[Labeling and segmentation records]
-------------------------

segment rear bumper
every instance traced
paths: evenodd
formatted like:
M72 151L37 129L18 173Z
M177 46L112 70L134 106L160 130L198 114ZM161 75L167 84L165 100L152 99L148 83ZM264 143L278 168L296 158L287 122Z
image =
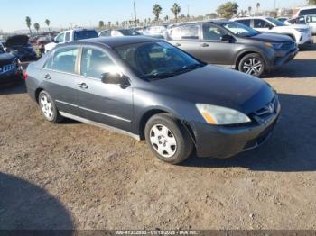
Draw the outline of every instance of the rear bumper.
M223 127L191 123L195 135L197 156L226 159L259 147L271 136L280 112L279 107L265 123L249 126Z

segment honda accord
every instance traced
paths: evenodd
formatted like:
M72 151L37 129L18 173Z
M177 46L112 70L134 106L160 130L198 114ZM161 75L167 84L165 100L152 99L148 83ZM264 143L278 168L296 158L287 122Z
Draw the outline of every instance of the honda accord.
M265 81L143 36L60 45L24 77L49 122L67 117L145 139L172 164L192 153L228 158L256 148L281 110Z

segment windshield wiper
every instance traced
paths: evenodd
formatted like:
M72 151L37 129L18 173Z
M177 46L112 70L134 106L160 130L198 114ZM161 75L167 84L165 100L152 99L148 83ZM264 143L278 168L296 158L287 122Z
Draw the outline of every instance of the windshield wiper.
M153 75L150 76L150 78L161 79L161 78L165 78L165 77L174 77L174 76L177 76L179 74L184 73L186 71L192 70L194 68L201 68L201 67L204 67L204 64L202 64L202 63L190 64L190 65L186 65L184 67L181 67L181 68L172 70L171 72L153 74Z

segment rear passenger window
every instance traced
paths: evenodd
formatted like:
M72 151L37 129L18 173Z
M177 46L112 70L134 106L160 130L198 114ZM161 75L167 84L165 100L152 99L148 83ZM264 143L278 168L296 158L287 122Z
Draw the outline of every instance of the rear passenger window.
M117 68L107 54L97 49L83 49L81 75L101 79L102 74L117 72Z
M65 36L65 41L70 41L70 32L66 32L66 36Z
M58 50L54 54L52 68L54 70L75 73L78 48L64 48Z
M238 20L237 22L250 27L250 20Z

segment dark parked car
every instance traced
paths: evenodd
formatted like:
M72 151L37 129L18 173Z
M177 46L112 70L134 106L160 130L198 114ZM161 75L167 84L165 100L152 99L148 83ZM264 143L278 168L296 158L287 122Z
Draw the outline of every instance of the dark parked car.
M22 68L19 59L0 48L0 86L17 82L21 77Z
M20 60L36 59L37 55L27 35L14 35L6 40L6 51L16 56Z
M49 122L62 117L145 139L162 160L228 158L256 148L280 113L265 81L207 65L146 37L60 45L27 68L27 90Z
M228 21L175 25L168 29L166 40L202 61L256 77L288 62L299 50L288 36Z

-------------------------

Please update the data above by replacing "every instance traced" with "all instances traced" throughout, keeping everything else the same and omitting the pictures.

segment rear bumper
all instances traced
paths: evenodd
formatted like:
M72 151L37 129L18 173Z
M177 46L112 70L134 106L160 130L198 114ZM161 75L167 84L165 100L152 99L148 83ZM264 143L278 168L296 158L287 122Z
image =
Draw the outline of every instance of the rear bumper.
M223 127L191 123L195 135L197 156L226 159L259 147L271 136L280 112L279 107L265 123L249 126Z

segment honda accord
all instances traced
paths: evenodd
formatted like:
M72 151L37 129L18 173Z
M177 46L112 70L134 106L160 130L198 114ZM161 75L167 84L165 100L152 99L148 83ZM264 143L278 168L296 158L287 122Z
Draw the outline of every instance of the honda accord.
M265 81L143 36L60 45L24 77L49 122L67 117L145 139L172 164L192 153L228 158L256 148L281 110Z

segment windshield wiper
all instances traced
paths: evenodd
formatted like:
M72 151L37 129L18 173Z
M177 46L112 70L134 106L160 130L198 114ZM161 75L167 84L165 100L152 99L148 83ZM264 143L278 168L296 158L287 122Z
Draw the outline of every instance of the windshield wiper.
M153 75L150 76L150 78L161 79L161 78L165 78L165 77L174 77L174 76L177 76L179 74L184 73L186 71L192 70L194 68L201 68L201 67L204 67L204 64L202 64L202 63L190 64L190 65L186 65L184 67L181 67L181 68L172 70L171 72L153 74Z

segment rear passenger window
all instances traced
paths: evenodd
formatted like:
M72 151L37 129L18 173Z
M177 46L112 70L134 106L160 130L198 114ZM161 75L167 84L165 100L152 99L148 83ZM264 143L278 168L296 158L287 122Z
Draw the outline of every instance of the rear passenger window.
M117 68L107 54L97 49L83 49L81 75L101 79L102 74L117 72Z
M65 36L65 41L70 41L70 32L66 32L66 36Z
M58 50L54 54L52 68L54 70L75 73L78 48L64 48Z
M238 20L237 22L250 27L250 20Z

segment dark parked car
all instances traced
paths: evenodd
formatted like:
M72 151L37 129L18 173Z
M177 46L112 70L134 106L160 130L198 114ZM161 75L167 84L165 100L152 99L148 83ZM264 143L278 168L296 158L287 122Z
Draw the outline of every instance of the dark parked car.
M22 68L19 59L0 48L0 86L17 82L21 77Z
M20 60L36 59L37 55L27 35L14 35L6 40L6 51L16 56Z
M49 122L62 117L145 139L162 160L228 158L256 148L280 113L265 81L207 65L146 37L60 45L27 68L27 90Z
M228 21L175 25L168 29L166 40L202 61L256 77L288 62L299 50L288 36Z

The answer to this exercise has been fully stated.